* WORKING DATA:
___

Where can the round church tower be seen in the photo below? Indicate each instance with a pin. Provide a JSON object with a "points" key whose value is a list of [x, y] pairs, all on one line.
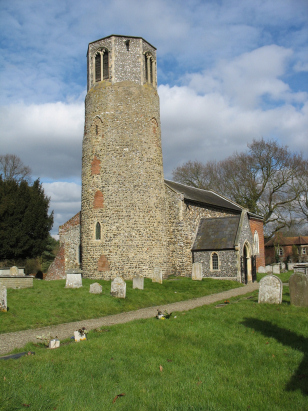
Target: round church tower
{"points": [[123, 211]]}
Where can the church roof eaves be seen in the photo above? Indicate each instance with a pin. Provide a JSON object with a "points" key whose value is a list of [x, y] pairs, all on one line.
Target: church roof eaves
{"points": [[218, 233], [121, 35], [200, 196]]}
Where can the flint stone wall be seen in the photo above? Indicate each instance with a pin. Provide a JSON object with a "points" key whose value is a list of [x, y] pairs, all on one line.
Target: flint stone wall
{"points": [[15, 281], [298, 286], [122, 183]]}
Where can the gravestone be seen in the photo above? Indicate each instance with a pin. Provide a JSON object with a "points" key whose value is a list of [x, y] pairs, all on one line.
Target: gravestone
{"points": [[157, 276], [55, 343], [3, 298], [270, 290], [138, 282], [73, 279], [14, 270], [79, 336], [298, 286], [196, 273], [118, 288], [96, 288]]}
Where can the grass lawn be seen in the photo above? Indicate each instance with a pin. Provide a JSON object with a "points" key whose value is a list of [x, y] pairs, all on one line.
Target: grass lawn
{"points": [[284, 277], [242, 356], [48, 302]]}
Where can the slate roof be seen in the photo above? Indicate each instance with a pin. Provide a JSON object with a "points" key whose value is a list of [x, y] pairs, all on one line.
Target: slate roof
{"points": [[203, 196], [300, 240], [216, 233]]}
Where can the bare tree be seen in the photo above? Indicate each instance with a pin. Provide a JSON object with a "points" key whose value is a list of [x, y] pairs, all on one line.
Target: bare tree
{"points": [[265, 180], [12, 168]]}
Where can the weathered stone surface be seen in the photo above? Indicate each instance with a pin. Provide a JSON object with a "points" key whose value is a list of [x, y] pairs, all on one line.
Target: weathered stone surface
{"points": [[118, 288], [270, 290], [79, 336], [298, 285], [73, 280], [122, 167], [3, 298], [196, 273], [273, 269], [96, 288], [138, 282], [157, 275], [14, 270]]}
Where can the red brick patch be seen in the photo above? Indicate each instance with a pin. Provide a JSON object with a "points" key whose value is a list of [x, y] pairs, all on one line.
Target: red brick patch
{"points": [[103, 264], [98, 200], [95, 166]]}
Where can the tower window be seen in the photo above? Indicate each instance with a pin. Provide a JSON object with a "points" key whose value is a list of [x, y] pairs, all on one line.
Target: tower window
{"points": [[146, 67], [214, 261], [105, 65], [97, 231], [151, 71], [256, 242], [98, 67]]}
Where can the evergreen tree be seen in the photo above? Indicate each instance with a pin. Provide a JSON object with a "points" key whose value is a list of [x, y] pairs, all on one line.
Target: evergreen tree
{"points": [[24, 219]]}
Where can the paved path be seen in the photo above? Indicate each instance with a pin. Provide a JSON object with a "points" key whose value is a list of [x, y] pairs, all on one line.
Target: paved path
{"points": [[10, 341]]}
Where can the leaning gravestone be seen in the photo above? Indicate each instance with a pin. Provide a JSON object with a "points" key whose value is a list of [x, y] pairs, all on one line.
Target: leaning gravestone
{"points": [[157, 276], [270, 290], [298, 286], [73, 279], [3, 298], [196, 273], [118, 288], [14, 270], [96, 288], [138, 282]]}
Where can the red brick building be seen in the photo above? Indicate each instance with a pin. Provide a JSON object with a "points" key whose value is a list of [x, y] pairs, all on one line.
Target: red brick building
{"points": [[279, 248]]}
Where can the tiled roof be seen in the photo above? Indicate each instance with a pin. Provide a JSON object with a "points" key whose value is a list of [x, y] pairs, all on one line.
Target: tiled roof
{"points": [[203, 196], [300, 240], [216, 233]]}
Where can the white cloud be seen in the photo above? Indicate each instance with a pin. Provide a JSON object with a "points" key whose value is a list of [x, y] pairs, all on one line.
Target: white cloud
{"points": [[46, 137], [65, 201]]}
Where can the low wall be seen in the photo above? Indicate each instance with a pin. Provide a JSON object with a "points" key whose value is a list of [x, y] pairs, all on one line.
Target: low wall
{"points": [[6, 271], [16, 281]]}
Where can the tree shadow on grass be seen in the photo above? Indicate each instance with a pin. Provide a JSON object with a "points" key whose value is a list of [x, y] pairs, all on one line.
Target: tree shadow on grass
{"points": [[299, 380]]}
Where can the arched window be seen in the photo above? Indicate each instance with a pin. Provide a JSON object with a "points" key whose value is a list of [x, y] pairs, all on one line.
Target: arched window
{"points": [[101, 69], [214, 261], [149, 68], [98, 67], [106, 65], [97, 231], [256, 242]]}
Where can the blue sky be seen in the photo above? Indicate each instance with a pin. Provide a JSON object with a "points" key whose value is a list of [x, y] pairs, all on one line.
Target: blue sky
{"points": [[229, 71]]}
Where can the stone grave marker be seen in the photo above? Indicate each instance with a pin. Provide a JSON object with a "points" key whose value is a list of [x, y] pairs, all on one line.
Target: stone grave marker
{"points": [[96, 288], [138, 282], [158, 275], [55, 343], [298, 286], [196, 273], [73, 279], [118, 288], [3, 298], [270, 290], [14, 270]]}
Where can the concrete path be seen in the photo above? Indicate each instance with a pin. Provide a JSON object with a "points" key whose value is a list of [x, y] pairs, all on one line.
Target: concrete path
{"points": [[10, 341]]}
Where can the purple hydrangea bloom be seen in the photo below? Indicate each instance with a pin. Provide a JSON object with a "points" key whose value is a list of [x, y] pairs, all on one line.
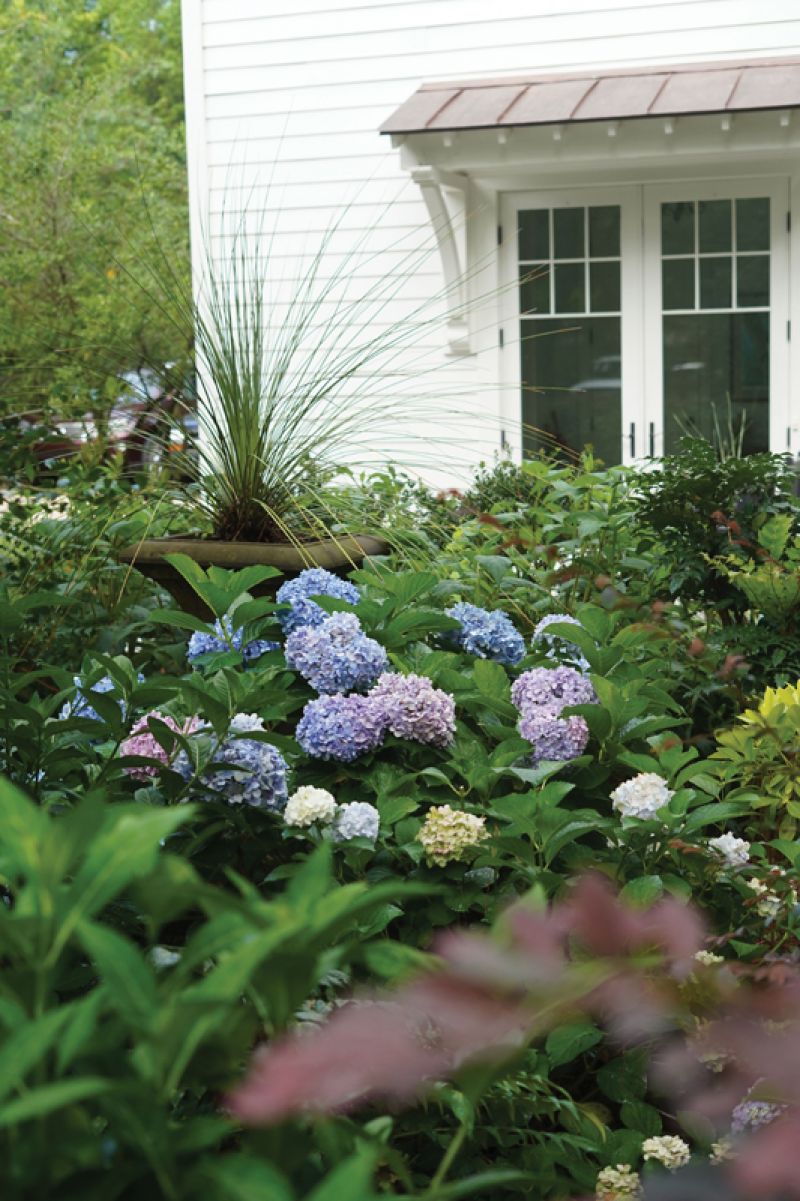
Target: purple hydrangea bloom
{"points": [[204, 644], [81, 707], [335, 656], [315, 581], [340, 727], [551, 688], [752, 1115], [554, 738], [250, 772], [413, 709], [357, 819], [487, 634]]}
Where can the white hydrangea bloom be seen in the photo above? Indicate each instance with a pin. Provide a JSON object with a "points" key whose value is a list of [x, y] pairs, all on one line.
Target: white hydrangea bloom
{"points": [[769, 903], [642, 796], [667, 1149], [708, 958], [309, 805], [734, 852], [620, 1183]]}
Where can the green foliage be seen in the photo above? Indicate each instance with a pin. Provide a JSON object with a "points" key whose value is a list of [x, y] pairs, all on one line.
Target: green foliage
{"points": [[700, 506], [153, 932], [93, 121]]}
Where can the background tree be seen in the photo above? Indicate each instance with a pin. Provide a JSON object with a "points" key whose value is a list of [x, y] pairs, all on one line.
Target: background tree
{"points": [[93, 197]]}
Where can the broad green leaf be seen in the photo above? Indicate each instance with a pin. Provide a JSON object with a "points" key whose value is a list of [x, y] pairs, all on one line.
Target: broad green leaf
{"points": [[390, 960], [124, 971], [240, 1177], [566, 1043], [483, 1183], [643, 891], [126, 849], [180, 620], [79, 1029], [490, 680], [24, 828], [350, 1179], [48, 1098], [642, 1117], [624, 1079], [28, 1045]]}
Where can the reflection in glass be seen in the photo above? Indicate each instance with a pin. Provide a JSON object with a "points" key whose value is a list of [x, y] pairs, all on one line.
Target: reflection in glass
{"points": [[678, 282], [678, 228], [571, 387], [711, 360], [753, 223], [535, 234], [535, 288], [714, 226], [604, 287], [752, 281], [568, 233], [604, 231], [715, 282], [569, 287]]}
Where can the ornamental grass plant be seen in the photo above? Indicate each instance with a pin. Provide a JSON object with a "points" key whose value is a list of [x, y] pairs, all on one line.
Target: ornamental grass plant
{"points": [[303, 378]]}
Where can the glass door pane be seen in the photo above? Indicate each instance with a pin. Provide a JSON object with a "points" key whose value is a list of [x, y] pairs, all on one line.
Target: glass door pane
{"points": [[715, 270], [569, 264]]}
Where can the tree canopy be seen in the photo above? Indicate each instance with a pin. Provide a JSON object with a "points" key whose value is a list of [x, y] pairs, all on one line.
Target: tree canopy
{"points": [[93, 197]]}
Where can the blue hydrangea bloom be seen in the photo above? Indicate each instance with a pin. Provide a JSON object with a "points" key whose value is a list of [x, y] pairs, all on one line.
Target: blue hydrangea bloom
{"points": [[335, 656], [487, 634], [250, 772], [315, 581], [340, 727], [357, 819], [81, 707], [204, 644]]}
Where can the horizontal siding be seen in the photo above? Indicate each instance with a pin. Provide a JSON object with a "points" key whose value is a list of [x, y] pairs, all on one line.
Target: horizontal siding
{"points": [[508, 59], [359, 15], [260, 42], [290, 95]]}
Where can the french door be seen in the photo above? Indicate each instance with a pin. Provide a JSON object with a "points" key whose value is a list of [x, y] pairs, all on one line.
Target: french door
{"points": [[649, 312]]}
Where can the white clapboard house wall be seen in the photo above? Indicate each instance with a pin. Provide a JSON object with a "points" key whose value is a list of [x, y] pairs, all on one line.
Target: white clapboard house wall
{"points": [[645, 205]]}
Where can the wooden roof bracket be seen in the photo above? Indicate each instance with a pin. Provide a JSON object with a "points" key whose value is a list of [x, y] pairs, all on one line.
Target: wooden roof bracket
{"points": [[446, 198]]}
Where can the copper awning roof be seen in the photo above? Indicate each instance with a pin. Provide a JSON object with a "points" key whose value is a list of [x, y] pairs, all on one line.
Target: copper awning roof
{"points": [[686, 90]]}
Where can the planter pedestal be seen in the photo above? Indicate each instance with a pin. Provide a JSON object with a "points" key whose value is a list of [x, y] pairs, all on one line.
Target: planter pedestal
{"points": [[334, 554]]}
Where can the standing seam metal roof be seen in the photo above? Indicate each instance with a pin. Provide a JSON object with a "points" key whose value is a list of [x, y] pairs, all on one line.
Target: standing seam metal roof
{"points": [[681, 90]]}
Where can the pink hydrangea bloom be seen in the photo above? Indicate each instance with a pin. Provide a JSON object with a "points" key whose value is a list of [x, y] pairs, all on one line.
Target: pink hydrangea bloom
{"points": [[143, 742]]}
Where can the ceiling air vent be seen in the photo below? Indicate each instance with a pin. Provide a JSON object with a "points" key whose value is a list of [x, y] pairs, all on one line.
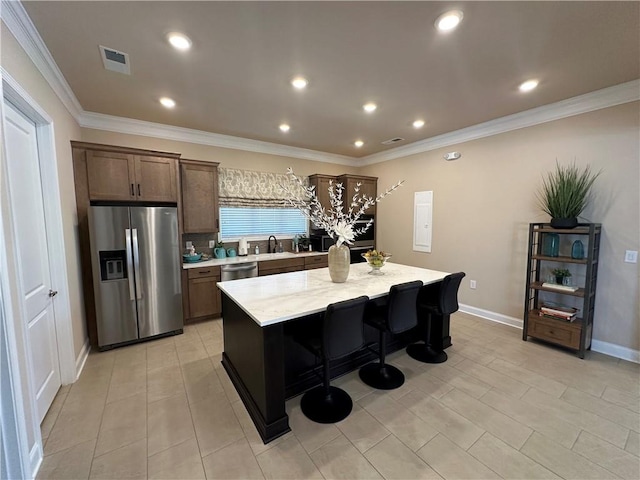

___

* EXERCISE DIRECTIONS: Find every line in the items above that contains the word "canopy" and copy each one out in full. Case counts.

* COMPLETED EXERCISE:
Where can the tree canopy be seen in the photo above? Indicate each instance with a pin. Provide a JSON object with a "points" key whose value is a list of [x, y] pairs, all on one line.
Target: tree canopy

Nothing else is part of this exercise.